*JOB*: Please pull out every line below that contains the word "post", and copy each one in full. Case counts.

┄┄┄┄┄┄┄┄┄┄┄┄┄┄┄┄┄┄┄┄

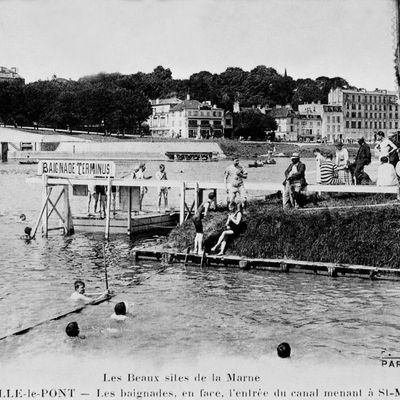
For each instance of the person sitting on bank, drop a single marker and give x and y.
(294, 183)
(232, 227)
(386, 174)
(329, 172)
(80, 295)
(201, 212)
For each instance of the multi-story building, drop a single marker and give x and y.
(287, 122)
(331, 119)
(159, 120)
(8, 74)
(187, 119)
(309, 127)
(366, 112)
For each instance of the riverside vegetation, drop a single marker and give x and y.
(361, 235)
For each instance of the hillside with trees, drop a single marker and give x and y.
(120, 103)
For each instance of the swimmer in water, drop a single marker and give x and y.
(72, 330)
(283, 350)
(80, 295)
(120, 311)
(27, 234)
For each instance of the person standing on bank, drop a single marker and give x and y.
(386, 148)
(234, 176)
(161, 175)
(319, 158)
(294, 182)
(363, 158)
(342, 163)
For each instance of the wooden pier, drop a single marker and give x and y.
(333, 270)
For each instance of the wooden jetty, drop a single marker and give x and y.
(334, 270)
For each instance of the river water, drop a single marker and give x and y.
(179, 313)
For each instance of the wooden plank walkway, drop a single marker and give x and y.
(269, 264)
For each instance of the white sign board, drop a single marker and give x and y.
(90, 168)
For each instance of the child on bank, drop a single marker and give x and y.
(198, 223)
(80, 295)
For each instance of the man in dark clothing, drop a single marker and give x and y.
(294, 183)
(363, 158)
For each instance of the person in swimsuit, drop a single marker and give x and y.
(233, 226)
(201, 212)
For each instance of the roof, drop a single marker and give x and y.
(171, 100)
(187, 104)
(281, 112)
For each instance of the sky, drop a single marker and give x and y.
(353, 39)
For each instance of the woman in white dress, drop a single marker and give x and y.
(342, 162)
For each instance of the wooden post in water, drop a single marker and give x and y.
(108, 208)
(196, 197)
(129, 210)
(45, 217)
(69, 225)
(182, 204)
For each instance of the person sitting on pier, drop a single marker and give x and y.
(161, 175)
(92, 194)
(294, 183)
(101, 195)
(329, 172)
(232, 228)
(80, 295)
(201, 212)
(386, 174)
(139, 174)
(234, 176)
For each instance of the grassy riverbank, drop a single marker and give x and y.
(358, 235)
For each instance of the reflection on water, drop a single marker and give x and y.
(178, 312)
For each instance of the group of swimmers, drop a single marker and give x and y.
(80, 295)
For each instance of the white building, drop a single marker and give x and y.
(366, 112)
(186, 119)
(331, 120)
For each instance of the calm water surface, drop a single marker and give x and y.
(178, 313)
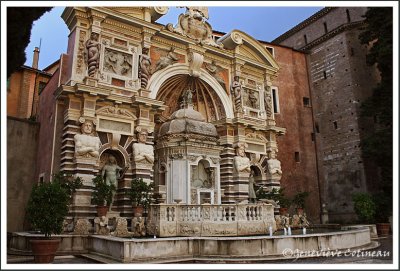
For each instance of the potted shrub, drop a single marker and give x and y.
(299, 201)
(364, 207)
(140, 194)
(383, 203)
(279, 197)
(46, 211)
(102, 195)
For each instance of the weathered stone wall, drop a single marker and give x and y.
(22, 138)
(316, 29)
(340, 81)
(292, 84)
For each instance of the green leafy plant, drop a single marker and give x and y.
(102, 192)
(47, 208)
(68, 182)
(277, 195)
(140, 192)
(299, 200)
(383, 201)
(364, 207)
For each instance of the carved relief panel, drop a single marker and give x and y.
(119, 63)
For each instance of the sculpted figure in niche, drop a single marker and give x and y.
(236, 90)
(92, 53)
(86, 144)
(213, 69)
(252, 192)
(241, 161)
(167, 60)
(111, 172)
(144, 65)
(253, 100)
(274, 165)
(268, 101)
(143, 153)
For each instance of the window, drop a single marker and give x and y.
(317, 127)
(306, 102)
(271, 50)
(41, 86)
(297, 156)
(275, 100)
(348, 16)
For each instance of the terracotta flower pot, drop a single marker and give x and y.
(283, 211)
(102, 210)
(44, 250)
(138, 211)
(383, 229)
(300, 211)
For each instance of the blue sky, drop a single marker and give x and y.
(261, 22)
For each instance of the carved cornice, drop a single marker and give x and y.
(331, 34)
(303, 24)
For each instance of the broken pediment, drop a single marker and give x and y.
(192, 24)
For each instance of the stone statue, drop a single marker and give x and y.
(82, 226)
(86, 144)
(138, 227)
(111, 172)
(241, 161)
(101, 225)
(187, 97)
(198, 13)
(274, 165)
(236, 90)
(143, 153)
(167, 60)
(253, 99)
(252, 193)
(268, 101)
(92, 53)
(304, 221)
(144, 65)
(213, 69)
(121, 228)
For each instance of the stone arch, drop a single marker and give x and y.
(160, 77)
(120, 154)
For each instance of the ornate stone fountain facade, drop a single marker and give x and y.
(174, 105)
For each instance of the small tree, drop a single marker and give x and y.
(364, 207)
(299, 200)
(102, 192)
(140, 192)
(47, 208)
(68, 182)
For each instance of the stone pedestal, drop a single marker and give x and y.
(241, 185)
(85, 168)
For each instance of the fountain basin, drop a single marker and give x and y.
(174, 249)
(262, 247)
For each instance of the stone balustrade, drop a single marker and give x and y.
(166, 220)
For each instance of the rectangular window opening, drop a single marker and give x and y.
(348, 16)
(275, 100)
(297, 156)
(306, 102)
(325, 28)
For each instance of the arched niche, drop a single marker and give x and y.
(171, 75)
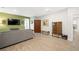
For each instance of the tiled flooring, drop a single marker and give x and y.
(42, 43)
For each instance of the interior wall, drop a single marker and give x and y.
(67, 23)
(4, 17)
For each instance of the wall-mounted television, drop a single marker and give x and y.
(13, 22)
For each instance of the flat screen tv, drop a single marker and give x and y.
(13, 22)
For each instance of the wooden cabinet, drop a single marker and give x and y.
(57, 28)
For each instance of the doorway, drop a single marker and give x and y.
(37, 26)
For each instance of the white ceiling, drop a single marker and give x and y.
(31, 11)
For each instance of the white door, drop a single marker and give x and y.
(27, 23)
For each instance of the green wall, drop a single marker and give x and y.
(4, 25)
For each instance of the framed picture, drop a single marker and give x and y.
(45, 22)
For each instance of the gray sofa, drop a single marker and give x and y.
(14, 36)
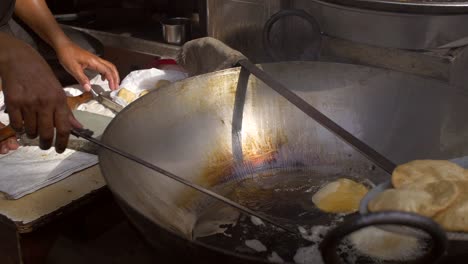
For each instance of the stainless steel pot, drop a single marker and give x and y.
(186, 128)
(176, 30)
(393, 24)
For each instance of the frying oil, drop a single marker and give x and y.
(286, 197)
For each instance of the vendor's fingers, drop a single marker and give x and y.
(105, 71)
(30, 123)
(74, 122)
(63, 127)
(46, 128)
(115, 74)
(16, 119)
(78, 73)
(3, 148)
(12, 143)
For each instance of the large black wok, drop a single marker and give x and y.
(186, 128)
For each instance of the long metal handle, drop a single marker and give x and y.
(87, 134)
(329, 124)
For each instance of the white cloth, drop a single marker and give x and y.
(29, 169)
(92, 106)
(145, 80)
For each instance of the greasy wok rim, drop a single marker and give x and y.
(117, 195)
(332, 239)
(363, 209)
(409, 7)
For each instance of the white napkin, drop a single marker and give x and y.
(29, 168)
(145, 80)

┄┄┄┄┄┄┄┄┄┄┄┄┄┄┄┄┄┄┄┄

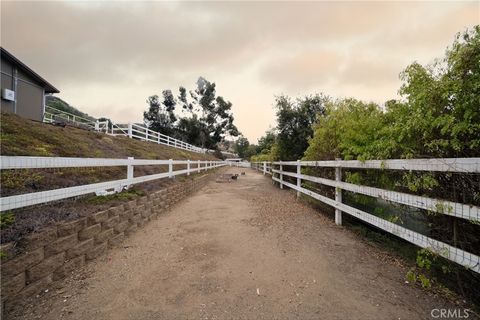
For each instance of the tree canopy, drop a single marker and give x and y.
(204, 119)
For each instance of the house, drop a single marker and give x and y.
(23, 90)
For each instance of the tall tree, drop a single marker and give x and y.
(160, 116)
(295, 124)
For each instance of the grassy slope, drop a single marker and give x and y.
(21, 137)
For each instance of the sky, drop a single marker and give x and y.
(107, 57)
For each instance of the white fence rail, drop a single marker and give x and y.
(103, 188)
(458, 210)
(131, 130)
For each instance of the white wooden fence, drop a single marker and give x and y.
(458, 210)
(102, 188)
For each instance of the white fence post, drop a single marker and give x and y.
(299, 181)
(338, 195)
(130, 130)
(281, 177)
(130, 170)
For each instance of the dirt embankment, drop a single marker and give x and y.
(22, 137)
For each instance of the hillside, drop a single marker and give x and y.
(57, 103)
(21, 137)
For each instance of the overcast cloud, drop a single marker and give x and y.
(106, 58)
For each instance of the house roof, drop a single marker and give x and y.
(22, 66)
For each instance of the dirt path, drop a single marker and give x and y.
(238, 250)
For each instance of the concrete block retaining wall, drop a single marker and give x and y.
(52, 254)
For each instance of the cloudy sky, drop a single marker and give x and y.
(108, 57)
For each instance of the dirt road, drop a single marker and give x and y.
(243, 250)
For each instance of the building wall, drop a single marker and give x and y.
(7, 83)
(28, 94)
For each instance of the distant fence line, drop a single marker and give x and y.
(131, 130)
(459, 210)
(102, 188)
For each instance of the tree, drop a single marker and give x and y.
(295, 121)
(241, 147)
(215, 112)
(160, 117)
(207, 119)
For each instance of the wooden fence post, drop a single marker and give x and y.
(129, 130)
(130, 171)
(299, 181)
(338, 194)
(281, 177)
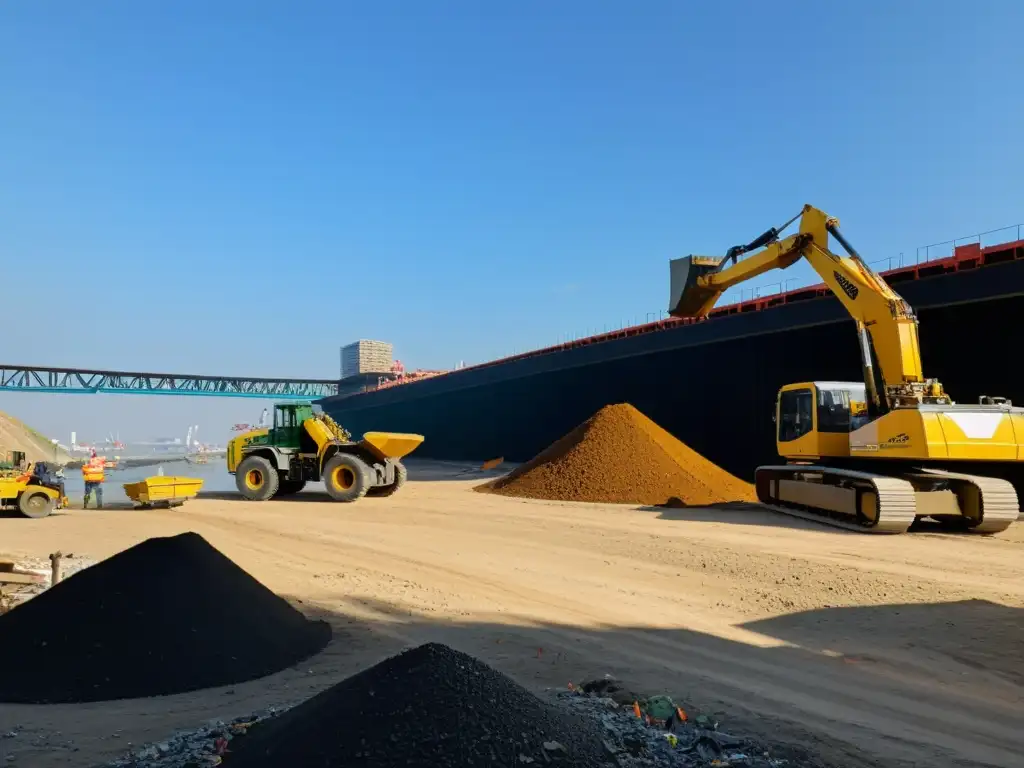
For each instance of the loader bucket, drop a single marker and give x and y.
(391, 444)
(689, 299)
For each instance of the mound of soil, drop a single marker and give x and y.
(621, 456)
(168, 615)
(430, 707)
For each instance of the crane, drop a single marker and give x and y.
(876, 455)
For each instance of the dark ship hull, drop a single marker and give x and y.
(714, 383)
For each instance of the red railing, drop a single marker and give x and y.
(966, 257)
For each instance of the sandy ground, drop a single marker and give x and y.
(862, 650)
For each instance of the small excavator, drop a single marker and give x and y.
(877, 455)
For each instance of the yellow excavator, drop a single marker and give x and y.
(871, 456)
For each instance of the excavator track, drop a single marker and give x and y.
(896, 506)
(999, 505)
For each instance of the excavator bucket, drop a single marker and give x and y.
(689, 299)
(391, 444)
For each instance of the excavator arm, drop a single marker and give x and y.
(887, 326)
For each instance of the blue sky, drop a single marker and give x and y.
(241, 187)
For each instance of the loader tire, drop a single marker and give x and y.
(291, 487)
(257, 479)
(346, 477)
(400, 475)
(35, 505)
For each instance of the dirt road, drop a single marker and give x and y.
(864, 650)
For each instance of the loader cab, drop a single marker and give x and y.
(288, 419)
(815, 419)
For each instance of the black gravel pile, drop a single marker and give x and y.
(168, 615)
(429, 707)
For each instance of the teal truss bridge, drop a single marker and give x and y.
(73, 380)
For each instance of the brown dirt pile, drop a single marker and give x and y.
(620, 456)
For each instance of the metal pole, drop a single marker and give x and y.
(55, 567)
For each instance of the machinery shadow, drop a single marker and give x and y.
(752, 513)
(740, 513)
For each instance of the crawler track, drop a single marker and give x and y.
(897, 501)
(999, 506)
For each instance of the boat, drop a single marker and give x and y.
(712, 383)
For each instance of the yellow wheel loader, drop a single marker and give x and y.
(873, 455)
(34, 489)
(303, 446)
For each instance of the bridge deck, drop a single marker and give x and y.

┄┄┄┄┄┄┄┄┄┄┄┄┄┄┄┄┄┄┄┄

*SOLUTION TO THE EXERCISE*:
For each instance of the wooden post in water, drop a single marker and give x and y.
For each instance of the white fence post, drop a single marker and give x and y.
For each instance of the wooden fence post, drop a single marker and give x and y.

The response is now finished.